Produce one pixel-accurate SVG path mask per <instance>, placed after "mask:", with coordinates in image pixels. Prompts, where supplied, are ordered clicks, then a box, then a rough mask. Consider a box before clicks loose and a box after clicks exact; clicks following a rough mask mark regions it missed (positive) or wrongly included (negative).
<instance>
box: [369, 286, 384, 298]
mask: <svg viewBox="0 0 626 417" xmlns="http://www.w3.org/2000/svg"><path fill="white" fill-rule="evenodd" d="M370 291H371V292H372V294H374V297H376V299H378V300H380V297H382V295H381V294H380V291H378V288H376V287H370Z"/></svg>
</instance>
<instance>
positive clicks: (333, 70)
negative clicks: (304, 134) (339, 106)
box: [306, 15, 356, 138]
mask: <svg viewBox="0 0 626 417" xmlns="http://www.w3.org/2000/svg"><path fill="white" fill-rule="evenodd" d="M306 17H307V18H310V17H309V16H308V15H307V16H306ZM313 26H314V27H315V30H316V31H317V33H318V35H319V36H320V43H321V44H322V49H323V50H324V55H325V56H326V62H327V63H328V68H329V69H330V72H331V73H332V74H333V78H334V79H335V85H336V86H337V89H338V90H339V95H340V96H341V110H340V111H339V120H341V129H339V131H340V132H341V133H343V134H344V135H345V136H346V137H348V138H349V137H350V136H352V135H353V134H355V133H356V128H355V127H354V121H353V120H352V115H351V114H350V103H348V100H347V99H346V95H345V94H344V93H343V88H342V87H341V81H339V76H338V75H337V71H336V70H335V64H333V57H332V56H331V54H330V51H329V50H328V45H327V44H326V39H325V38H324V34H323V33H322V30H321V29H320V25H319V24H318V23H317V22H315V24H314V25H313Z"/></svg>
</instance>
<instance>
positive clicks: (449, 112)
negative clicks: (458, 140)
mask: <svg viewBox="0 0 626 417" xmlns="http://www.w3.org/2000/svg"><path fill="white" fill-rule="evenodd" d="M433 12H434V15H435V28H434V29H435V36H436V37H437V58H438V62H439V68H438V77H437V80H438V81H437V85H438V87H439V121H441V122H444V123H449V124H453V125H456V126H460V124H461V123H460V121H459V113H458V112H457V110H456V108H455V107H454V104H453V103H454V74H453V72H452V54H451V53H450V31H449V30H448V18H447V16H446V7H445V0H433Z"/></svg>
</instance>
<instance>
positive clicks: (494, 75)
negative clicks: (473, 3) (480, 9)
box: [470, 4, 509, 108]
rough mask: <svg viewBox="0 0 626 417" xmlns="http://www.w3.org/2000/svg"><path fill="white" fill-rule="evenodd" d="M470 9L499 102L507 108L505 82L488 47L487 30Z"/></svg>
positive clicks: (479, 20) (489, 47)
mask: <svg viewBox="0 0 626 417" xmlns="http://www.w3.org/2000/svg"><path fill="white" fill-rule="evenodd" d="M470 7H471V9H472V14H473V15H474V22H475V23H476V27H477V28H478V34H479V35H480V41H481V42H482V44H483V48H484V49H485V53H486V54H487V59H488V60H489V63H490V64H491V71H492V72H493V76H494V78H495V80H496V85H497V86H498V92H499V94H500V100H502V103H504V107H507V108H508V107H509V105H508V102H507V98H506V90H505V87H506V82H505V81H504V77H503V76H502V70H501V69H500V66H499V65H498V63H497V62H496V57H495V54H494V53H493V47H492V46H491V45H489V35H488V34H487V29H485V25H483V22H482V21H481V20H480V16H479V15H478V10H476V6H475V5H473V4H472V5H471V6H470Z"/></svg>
┄┄┄┄┄┄
* **Required work**
I need every line of the material that includes "rough", so please copy them out.

* **Answer to this exercise**
Produce one pixel-accurate SVG path mask per <instance>, placed after "mask:", with coordinates in image pixels. Prompts, where supplied, are ordered clicks, then a box, then a rough mask. Consider a box before clicks loose and a box after clicks exact; clicks following a rough mask mark regions it missed (positive) or wrongly included (negative).
rough mask: <svg viewBox="0 0 626 417" xmlns="http://www.w3.org/2000/svg"><path fill="white" fill-rule="evenodd" d="M470 9L499 102L507 108L505 82L488 47L487 30Z"/></svg>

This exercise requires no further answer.